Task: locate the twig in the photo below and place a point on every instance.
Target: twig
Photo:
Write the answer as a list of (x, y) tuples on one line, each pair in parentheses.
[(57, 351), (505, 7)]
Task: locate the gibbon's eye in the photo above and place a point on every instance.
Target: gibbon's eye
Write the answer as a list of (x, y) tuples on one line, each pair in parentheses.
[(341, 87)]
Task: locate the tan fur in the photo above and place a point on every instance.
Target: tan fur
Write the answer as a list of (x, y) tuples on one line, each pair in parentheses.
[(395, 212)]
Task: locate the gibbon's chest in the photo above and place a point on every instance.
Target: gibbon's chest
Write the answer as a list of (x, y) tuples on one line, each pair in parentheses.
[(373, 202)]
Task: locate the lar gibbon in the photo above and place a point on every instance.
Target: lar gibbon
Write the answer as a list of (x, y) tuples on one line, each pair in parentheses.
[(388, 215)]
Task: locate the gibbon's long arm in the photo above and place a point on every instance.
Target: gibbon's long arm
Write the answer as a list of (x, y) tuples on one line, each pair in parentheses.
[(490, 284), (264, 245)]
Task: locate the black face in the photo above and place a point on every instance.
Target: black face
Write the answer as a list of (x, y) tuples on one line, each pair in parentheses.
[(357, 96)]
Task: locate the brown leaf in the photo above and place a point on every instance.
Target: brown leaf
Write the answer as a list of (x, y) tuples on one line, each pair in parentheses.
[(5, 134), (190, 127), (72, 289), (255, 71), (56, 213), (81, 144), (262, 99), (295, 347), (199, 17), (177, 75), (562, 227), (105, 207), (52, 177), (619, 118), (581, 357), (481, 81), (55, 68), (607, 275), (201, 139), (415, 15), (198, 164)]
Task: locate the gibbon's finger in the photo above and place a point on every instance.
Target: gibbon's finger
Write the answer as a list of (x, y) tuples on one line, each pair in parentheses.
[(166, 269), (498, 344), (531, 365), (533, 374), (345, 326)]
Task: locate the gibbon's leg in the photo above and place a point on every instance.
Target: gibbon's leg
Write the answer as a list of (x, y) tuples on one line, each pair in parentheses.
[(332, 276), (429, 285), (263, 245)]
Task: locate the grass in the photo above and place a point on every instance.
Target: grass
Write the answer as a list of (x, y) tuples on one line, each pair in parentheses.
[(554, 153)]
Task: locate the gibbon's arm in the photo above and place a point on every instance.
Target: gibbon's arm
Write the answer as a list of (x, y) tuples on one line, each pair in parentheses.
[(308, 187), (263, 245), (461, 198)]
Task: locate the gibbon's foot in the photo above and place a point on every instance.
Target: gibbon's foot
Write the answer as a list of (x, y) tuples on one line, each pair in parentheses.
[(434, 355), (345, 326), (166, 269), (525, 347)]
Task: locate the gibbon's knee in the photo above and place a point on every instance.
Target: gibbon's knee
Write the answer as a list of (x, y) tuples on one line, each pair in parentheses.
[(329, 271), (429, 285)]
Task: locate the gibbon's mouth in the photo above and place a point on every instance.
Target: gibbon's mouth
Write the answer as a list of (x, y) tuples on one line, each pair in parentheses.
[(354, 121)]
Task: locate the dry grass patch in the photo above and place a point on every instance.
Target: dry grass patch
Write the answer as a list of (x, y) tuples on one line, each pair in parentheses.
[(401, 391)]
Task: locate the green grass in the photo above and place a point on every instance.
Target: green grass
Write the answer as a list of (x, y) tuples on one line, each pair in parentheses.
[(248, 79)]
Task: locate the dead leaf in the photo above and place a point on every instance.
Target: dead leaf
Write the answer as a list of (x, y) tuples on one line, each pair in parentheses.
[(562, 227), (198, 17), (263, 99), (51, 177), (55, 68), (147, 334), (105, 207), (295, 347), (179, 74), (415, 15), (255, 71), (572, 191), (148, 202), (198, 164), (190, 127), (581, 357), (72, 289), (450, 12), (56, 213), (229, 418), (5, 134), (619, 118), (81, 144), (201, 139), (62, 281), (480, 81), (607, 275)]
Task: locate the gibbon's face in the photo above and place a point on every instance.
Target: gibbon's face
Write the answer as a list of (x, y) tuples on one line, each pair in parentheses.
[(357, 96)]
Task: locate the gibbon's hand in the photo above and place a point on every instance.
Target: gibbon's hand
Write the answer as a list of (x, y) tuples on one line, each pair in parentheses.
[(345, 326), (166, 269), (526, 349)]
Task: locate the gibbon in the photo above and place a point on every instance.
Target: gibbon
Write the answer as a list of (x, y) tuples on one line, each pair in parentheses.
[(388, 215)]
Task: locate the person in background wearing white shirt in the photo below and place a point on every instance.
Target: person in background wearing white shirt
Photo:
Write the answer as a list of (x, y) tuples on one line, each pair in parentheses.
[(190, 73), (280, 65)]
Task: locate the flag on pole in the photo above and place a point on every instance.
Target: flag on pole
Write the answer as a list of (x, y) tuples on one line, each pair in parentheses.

• [Work to do]: Rewrite all of the material above with "place a point on every instance" changed to "mark each occurrence" wherever it occurs, keeping everything else identical.

• [Response to this task]:
Task: locate the twig in the photo below and mark each occurrence.
Target: twig
Photo:
Write the answer as a list of (x, y) tuples on one line, each pair in parentheses.
[(57, 351), (505, 7)]
Task: locate the gibbon's eye in the photo above and mark each occurrence.
Target: gibbon's eye
Write the answer as a list of (x, y) tuples on one line, each pair in parentheses.
[(341, 87)]
Task: locate the tan fur in the photo above and mark each occurrence.
Target: tan fur
Write the answer as a list of (x, y) tuples on one line, each pair in parentheses.
[(395, 212)]
Task: locate the gibbon's chest in the photo above and mark each occurrence.
Target: gibbon's chest
Write the answer as a list of (x, y) tuples on one line, each pair in parentheses.
[(373, 202)]
Task: locate the lar gibbon in the photo above and mark each occurrence.
Target: lar gibbon
Write the answer as a list of (x, y) tuples on one line, each pair in parentheses.
[(388, 215)]
Task: locate the gibbon's long arm in the photo above and mark each occurrence.
Target: gibbon's long arm
Write the answer as a list of (x, y) tuples on one line, each pair in parentheses.
[(490, 284), (264, 245)]
Task: locate the black face in the photo above and mark each occurrence.
Target: black face
Write the answer as a list of (x, y) tuples on one line, each pair in parentheses.
[(357, 96)]
Task: locate the brown leaf in the photo above and mark each occurrence.
Target: brown leaf
Write the answer as a list of (x, y) tuples on one line, each pair in parentheses.
[(5, 134), (190, 127), (72, 289), (255, 71), (56, 213), (81, 144), (262, 99), (295, 347), (199, 17), (177, 75), (562, 227), (105, 207), (52, 177), (619, 118), (581, 357), (481, 81), (55, 68), (607, 275), (201, 139), (415, 15), (198, 164)]
Task: locate the gibbon's finger in the photo above and mark each occurrence.
Target: gibbon's finger
Write the answer as a list of (x, y) tuples on one line, each pair in parentheses.
[(166, 269), (498, 344), (531, 365), (533, 374), (345, 326)]
Task: locate the gibbon's leg in the photo above and mark each occurrence.
Target: gibbon's leg
Write the answer as a list of (x, y) tuples on one line, each pair in parentheses.
[(332, 276), (429, 285), (263, 245)]
Task: locate the grass in the photo above and mark each occurrence.
Target: grass
Write the answer as a list of (x, y) tuples on one line, each pair in parentheses.
[(554, 153)]
Task: locate the gibbon's arm in the photo above and mark each occurrence.
Target: gibbon's arm
Write the answer as a list of (x, y) tuples on one line, each pair in parentheses.
[(308, 187), (263, 245), (461, 198)]
Task: locate the gibbon's foot in the photo above and mark each occurrence.
Target: gibbon's foot
Write the answer as a list of (x, y) tuples on one line, each pair in parentheses.
[(434, 355), (345, 326), (166, 269), (525, 347)]
Task: locate the gibbon's knee in the photo above and mark each occurrence.
Target: gibbon's knee
Write the answer as a list of (x, y) tuples on one line, each pair in parentheses.
[(329, 271), (429, 285)]
Task: locate the gibbon's mouth in the photo above and mark each occurrence.
Target: gibbon's mouth
Write the answer as a list of (x, y) tuples on one line, each pair in parentheses.
[(354, 121)]
Task: locate the dry grass patch in the photo above and mark each occurrence.
Target: dry grass patch
Write the answer as a list of (x, y) tuples on one line, each pair in parentheses.
[(401, 391)]
Task: locate the green grass in the photo above and mark each occurrence.
Target: green grass
Write the answer as a list of (x, y) tuples on one line, each pair in parentheses.
[(248, 79)]
Task: locate the dead leaf in the photo above and mark each occurrence.
Target: dead leaf
Write the answer as a list of (x, y) tuples on one line, each pair in parentheses.
[(562, 227), (198, 17), (263, 99), (51, 177), (55, 68), (147, 334), (105, 207), (295, 347), (179, 74), (415, 15), (255, 71), (572, 191), (148, 202), (198, 164), (190, 127), (581, 357), (72, 289), (450, 12), (56, 213), (229, 418), (5, 134), (619, 118), (81, 144), (201, 139), (62, 281), (480, 81), (607, 275)]
Task: locate the gibbon's face in the photo above and mark each occurrence.
Target: gibbon's face
Write the answer as a list of (x, y) tuples on one line, each pair in parentheses.
[(357, 96)]
Task: locate the gibbon's hand in the photo above and mark each occurrence.
Target: gibbon's hand
Write the answer as a list of (x, y) tuples on one line, each pair in parentheses.
[(345, 326), (166, 269), (526, 349)]
Task: locate the gibbon in the photo above and mark each occurrence.
Target: gibbon
Write the answer as a list of (x, y) tuples on one line, each pair in parentheses.
[(388, 215)]
Task: locate the person in background wearing white shirt in the photo below and mark each occurrence.
Target: person in background wearing white shirt
Photo:
Write the answer as a list of (x, y) tuples on one line, each pair in parentheses.
[(190, 73), (280, 65)]
Task: locate the flag on pole in the photo above and mark each occurrence.
Target: flag on pole
Write the answer as a list of (x, y) tuples on one line, each pair in parentheses.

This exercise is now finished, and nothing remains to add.